Neben meiner Haustür stehen jetzt also wie jedes Jahr die Namen dieser drei heiligen Frauen und das X dazwischen ist ein altes Symbol für die Gebärhaltung (aus einer Zeit, als Frauen noch nicht im Liegen geboren haben), steht aber auch für die samische Muttergöttin Akka (Selma Lagerlöf hat die Leitgans in der schönen Geschichte von Nils Holgerson nach ihr benannt).
Der Weihnachtsschmuck liegt wieder gut verstaut im Schrank, die Wohnung ist geputzt und die alte Ordnung ist wieder eingekehrt. Alles fählt sich gut und richtig an und mein Fahrrad konnte ich heute endlich umtauschen.
Am Freitag, dem Perchtentag, den ich lieber Holles Tag nenne, weil die Holle wie ich im Norden zu Hause ist, fuhren W. und ich nach Nordwestmecklenburg. Das fängt direkt hinter Lübeck an, ist also recht schnell zu erreichen. Mit der Fähre ging es zum Priwall und dann durch die regengraue Landschaft. Grau waren auch viele Häuser in den Ortschaften, die wir durchquerten. Sie erinnerten mich daran, daß wir uns in ehemaligem DDR-Gebiet befanden. W. machte mich mit dem Hof Hoher Schönberg bekannt, einem urigen Bauernhof, der biologisch-dynamisch bewirtschaftet wird. Von dort kommt sehr gutes frisches Leinöl aus eigenem Anbau und eigener Pressung. Es ist übrigens nicht empfehlenswert Leinöl im Laden zu kaufen, auch nicht im Bioladen. Ich habe beobachtet, daß es fast immer falsch gelagert wird, nämlich ungekühlt und dem Licht ausgesetzt. Daher schmeckt Leinöl aus dem Geschäft eigentlich immer fischig und ist ranzig. Wer also richtig gutes Leinöl haben will, sollte es bestellen, z. B. beim Hof Hoher Schönberg. W. bestellt immer für mehrere Leute, was sich lohnt, weil bei einer größeren Menge auch keine Portokosten anfallen. Der Hof hat einen schönen Laden mit Fleisch- und Wurstwaren von eigenen Tieren, selbstgebackenem Brot und Kuchen, Milch und Sahne von eigenen Kühen und vielen schönen Sachen. Ich kaufte Roggen für mein Brot, was dort im Vergleich zu meiner bisherigen Quelle extrem preisgünstig ist und vom eigenen Feld stammt.
An scharrenden Hühnern vorbei ging ich zum Kompostklo im Garten (ich hätte auch gern eins) und dann klarte der Himmel auf und wir fuhren zum Meer und machten einen Strandspaziergang.
§
Schreibe aus dem Textauszug die Stelle ab, die mit „Neben meiner Haustür“ anfängt und bis einschließlich „heute endlich umtauschen.“ weitergeht.
§
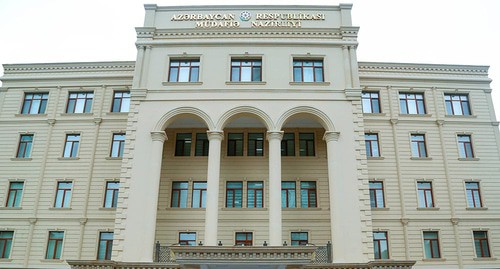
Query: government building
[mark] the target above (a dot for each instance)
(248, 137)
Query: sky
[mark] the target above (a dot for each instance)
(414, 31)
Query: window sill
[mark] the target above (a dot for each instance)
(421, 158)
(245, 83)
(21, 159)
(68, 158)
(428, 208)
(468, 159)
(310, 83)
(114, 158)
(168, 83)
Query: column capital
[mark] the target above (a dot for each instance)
§
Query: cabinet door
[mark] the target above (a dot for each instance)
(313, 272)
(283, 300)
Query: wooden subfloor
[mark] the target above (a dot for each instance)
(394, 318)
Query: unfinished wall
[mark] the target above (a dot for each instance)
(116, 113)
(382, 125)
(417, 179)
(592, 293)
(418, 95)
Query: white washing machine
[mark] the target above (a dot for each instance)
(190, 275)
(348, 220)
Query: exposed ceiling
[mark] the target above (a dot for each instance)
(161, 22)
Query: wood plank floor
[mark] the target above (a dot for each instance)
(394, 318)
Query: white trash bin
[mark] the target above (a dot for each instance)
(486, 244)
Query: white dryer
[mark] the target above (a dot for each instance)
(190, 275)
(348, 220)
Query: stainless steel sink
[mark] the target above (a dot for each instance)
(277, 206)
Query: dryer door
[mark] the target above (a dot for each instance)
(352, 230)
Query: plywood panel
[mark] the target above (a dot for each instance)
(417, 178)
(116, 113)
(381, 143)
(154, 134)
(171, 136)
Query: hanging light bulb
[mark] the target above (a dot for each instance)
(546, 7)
§
- [Lösung]:
Neben meiner Haustür stehen jetzt also wie jedes Jahr die Namen dieser drei heiligen Frauen und das X dazwischen ist ein altes Symbol für die Gebärhaltung (aus einer Zeit, als Frauen noch nicht im Liegen geboren haben), steht aber auch für die samische Muttergöttin Akka (Selma Lagerlöf hat die Leitgans in der schönen Geschichte von Nils Holgerson nach ihr benannt).
Der Weihnachtsschmuck liegt wieder gut verstaut im Schrank, die Wohnung ist geputzt und die alte Ordnung ist wieder eingekehrt. Alles fählt sich gut und richtig an und mein Fahrrad konnte ich heute endlich umtauschen.